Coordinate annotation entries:

————

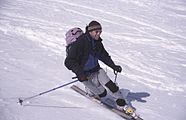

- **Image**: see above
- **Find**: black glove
[78,75,88,82]
[113,65,122,72]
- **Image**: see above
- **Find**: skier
[65,21,133,112]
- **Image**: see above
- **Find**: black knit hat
[88,21,102,32]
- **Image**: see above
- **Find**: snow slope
[0,0,186,120]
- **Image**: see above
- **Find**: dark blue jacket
[65,33,115,76]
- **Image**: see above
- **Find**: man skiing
[65,21,133,111]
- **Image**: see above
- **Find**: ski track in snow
[0,0,186,120]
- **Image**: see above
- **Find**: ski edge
[71,85,143,120]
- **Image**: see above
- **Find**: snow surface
[0,0,186,120]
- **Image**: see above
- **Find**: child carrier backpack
[65,27,83,55]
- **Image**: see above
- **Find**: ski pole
[114,71,118,83]
[18,80,78,105]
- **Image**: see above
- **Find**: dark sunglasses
[71,28,82,35]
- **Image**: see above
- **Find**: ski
[71,85,143,120]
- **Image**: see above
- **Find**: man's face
[89,30,102,40]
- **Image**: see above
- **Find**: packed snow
[0,0,186,120]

————

_EXERCISE DETAILS:_
Transcribe all of the entries word for word, but skip any pictures they contain.

_REPLY TO THE EXERCISE:_
- **Image**: see above
- **Find**: black glove
[78,75,88,82]
[113,65,122,72]
- **Image**: see above
- **Find**: skier
[65,21,133,112]
- **Image**: see above
- **Find**: black knit hat
[88,21,102,32]
- **Image**: see above
- **Find**: snow slope
[0,0,186,120]
- **Image**: see above
- **Find**: dark blue jacket
[65,33,115,76]
- **Image**: see above
- **Find**: man skiing
[65,21,133,111]
- **Image**: see above
- **Find**: ski track in snow
[0,0,186,120]
- **Image**: see above
- **Find**: ski edge
[71,85,143,120]
- **Image**: see above
- **Find**: snow surface
[0,0,186,120]
- **Image**: see above
- **Find**: child carrier backpack
[65,27,83,55]
- **Image**: see above
- **Find**: ski pole
[114,71,118,83]
[18,80,78,105]
- **Image**: see above
- **Find**: dark sunglasses
[71,28,82,35]
- **Image**: see above
- **Find**: ski
[71,85,143,120]
- **Image**: see above
- **Find**: man's face
[89,30,102,40]
- **Image**: see above
- **Find**: packed snow
[0,0,186,120]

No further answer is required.